Reproduce word for word the passage of the article on Edward O. Wilson's professorship that begins at the words "Wilson also won" and stops after "in the sciences.".

*Text*:
*** Block opens ***

Biologist Is 15th Faculty Member Ever to Receive Honor

NO WRITER ATTRIBUTED

Baird Professor of Science Edward O. Wilson will become only the 15th professor ever accorded Harvard's highest faculty honor, the University announced yesterday.

Effective July 1, Wilson will hold the newly-established Pellegrino University Professorship . The University professorship award, established in 1935, is granted only to top faculty members whose work crosses traditional intellectual boundaries.

Wilson, 64, won the 1979 Pulitzer Prize for his book On Human Nature, which explored the role of biology in socialization. He also shared the 1991 Pulitzer for the work The Ants with Bert Holldobler, a former Harvard zoologist.

"Professor Wilson is one of our truly imaginative and humane scientists and thinkers," President Neil L. Rudenstine said yesterday in a press release.

"It is a distinct pleasure for me to be able to make his appointment," Rudenstine said. "Not only because Professor Wilson embodies Harvard's highest tradition of a scholar and teacher, but because he is, in addition, a person whose personal qualities...are also so remarkable."

As a University professor, Wilson will be able to teach in any of Harvard's faculties.

Wilson said in the release that he is "thrilled" by the honor, and regards it as the "culmination of a virtual lifetime of teaching and research."

The new chair was established by Joseph P. Pellegrino '60, who graduated from Harvard College with a degree in finance.

Wilson, an Alabama native, earned his bachelor's and master's degrees from the University of Alabama in 1949 and 1950, respectively.

He received his Ph.D. from Harvard in 1955 and joined the Harvard faculty in 1956. Wilson was tenured in 1964.

Wilson, a well-liked teacher, won the 1992 Levenson Prize for excellence in teaching. He offers the popular core class Science B-15, "Evolutionary Biology."

The biology professor received the International Prize for Biology from the Japanese government in 1993.

Wilson also won the Crafoord Prize in 1990 from the Royal Swedish Academy of Sciences for his research on biodiversity and population biology.

In addition, he will receive the 1994 Award for Increasing the Public Understanding of Science, from the Council of Scientific Society Presidents.

Wilson, besides the Baird Professorship, also holds the Mellon Professorship in the sciences.

He is curator of entomology in the Museum of Comparative Zoology.

*** Block closes ***

*Records provided*:
*** Block opens ***

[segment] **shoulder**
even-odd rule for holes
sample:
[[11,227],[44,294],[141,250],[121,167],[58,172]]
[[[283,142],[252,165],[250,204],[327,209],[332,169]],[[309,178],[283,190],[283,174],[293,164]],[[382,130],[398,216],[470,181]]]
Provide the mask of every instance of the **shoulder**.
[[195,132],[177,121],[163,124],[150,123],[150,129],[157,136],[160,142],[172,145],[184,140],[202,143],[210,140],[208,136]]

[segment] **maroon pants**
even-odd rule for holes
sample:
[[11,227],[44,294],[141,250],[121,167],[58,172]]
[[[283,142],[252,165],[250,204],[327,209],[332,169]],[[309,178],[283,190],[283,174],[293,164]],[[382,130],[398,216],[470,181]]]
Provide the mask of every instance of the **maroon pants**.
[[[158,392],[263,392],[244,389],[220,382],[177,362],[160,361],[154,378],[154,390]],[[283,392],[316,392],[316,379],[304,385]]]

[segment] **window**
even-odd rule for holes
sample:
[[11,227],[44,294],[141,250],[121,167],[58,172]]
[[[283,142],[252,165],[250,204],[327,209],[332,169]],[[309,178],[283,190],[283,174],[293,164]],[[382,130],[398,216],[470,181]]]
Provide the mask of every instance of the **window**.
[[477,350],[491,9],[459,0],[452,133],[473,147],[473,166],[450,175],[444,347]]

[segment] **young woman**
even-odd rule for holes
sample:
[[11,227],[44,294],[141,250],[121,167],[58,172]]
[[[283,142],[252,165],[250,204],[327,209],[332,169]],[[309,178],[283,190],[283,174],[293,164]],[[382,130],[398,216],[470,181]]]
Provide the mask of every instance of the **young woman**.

*** Block closes ***

*Response below*:
Wilson also won the Crafoord Prize in 1990 from the Royal Swedish Academy of Sciences for his research on biodiversity and population biology.

In addition, he will receive the 1994 Award for Increasing the Public Understanding of Science, from the Council of Scientific Society Presidents.

Wilson, besides the Baird Professorship, also holds the Mellon Professorship in the sciences.